TAREFA PROPOSTA A. Indique se cada afirmação concorda com a reportagem sobre a Rua 16, respondendo sim ou não e citando literalmente as palavras decisivas: (i) Aline começou a se prostituir aos 14 anos; (ii) o quarto pago pelo cliente custa R$ 20; (iii) às segundas-feiras o movimento é menor.
TAREFA PROPOSTA B. Nos registros, começando pela primeira linha e seguindo até a linha com "[(194, 87)]", renomeie "white stone wall" para "pale stone wall" e reproduza essas linhas sem nenhuma outra alteração.

TEXTO DE LEITURA.
===
Arapiraca

Prostitutas de Arapiraca: Um retrato de mulheres que trabalham na Rua 16

Por Clau Soares, especial para o 7Segundos 27/07/2014 08h08
Prostitutas de Arapiraca: Um retrato de mulheres que trabalham na Rua 16
Rua 16: tranquilidade disfarça vida difícil de mulheres - Foto: 7Segundos

O trabalho começa cedo, muitas vezes, às 6h, e não tem hora para acabar, estendendo-se pela madrugada. Às segundas-feiras, o movimento é ainda maior e, nestes dias, o atendimento costuma dobrar. As mulheres que compartilham o ambiente de trabalho também têm em comum histórias, filhos, clientes. Na Rua 16, no Centro de Arapiraca, há um verdadeiro batalhão delas que diariamente se desdobram para garantir o sustento de si mesmas e, muitas vezes, da família.

“O povo pensa que essa vida é fácil, que se ganha por prazer, mas aqui é muito difícil”, desabafa Jéssica*. Com a fala embargada, ela confessa que ingere álcool o dia todo, diz que, desde os 18 anos, faz programas. Hoje, com 26 anos, embora a aparência seja de 40, ela diz que vai parar com a prostituição. Mãe de duas meninas, que moram com as avós, Jéssica está grávida do terceiro filho e confessa que já doou o bebê, antes mesmo do nascimento. “Essa vida de puta é muito sofrida”, reafirma.

Aline*, de 30 anos, uma negra com traços típicos de brasileira, sorri, com as respostas da colega. Com simpatia e muita irreverência, ela diz que começou a se prostituir com 14 anos, quando ainda morava em Maceió. Há três meses, veio para Arapiraca procurar emprego em restaurante. “Disseram que aqui era bom para trabalhar”, afirma. Como não conseguiu nenhuma vaga, ela foi para os bares da Rua 16. Os três filhos, um garoto de 14 anos e duas meninas, uma de 12 e a outra de 11, ficaram na capital onde estudam e moram com a avó. “Sempre mando dinheiro para eles”, diz.

Elas revelam que pelo local passam homens casados, autoridades da região, agricultores. Todo tipo de gente. Muitos vão para conversar e tomar bebidas, outros querem ainda mais diversão e pagam pelo programa, que varia de R$ 20 a R$ 50, e dura, em média, 20 minutos. O valor depende do que eles pedem para elas fazerem. Também é o cliente que paga pelo quarto, que custa R$ 10, e deve ser quitado com a dona do estabelecimento.
===
REGISTROS FORNECIDOS.
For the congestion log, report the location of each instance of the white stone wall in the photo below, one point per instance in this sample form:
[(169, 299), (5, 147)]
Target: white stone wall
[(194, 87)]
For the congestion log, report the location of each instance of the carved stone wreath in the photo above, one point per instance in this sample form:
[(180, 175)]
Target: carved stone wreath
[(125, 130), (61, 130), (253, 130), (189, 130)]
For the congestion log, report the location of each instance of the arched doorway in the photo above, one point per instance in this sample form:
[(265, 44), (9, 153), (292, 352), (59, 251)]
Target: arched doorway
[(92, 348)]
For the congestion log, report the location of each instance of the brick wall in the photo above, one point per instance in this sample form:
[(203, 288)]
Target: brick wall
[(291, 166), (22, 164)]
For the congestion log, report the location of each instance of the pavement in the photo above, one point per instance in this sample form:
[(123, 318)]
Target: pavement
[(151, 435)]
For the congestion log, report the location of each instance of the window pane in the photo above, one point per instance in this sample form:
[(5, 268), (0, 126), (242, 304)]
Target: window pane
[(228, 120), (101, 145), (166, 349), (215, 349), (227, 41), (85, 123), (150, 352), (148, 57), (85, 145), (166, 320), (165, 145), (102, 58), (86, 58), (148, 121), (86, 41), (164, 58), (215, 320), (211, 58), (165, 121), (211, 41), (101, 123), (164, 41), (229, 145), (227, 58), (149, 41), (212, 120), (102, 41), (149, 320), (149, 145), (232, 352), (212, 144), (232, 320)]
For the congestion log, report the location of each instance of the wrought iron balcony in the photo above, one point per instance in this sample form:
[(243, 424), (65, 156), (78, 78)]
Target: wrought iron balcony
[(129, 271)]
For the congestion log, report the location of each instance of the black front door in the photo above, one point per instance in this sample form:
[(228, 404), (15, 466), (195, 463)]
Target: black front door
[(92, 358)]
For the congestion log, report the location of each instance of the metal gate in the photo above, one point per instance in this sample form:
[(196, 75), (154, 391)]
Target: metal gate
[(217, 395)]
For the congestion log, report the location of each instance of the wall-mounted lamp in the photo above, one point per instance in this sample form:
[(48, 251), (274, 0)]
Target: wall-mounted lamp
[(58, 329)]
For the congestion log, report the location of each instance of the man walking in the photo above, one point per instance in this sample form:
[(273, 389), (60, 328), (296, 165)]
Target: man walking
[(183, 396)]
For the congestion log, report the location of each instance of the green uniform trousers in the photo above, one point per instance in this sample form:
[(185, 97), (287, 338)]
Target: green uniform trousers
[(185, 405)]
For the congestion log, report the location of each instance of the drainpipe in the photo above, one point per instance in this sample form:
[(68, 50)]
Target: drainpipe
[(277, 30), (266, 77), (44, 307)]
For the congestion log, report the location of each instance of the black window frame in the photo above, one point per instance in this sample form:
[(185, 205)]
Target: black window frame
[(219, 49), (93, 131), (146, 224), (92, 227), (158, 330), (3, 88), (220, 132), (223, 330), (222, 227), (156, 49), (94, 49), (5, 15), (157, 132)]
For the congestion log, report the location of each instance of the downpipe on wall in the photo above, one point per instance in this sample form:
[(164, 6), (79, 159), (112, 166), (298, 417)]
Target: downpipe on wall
===
RESPOSTA A.
(i) Sim: "ela diz que começou a se prostituir com 14 anos"
(ii) Não: "Também é o cliente que paga pelo quarto, que custa R$ 10"
(iii) Não: "Às segundas-feiras, o movimento é ainda maior"

RESPOSTA B.
For the congestion log, report the location of each instance of the pale stone wall in the photo below, one point per instance in this sample form:
[(169, 299), (5, 147)]
Target: pale stone wall
[(194, 87)]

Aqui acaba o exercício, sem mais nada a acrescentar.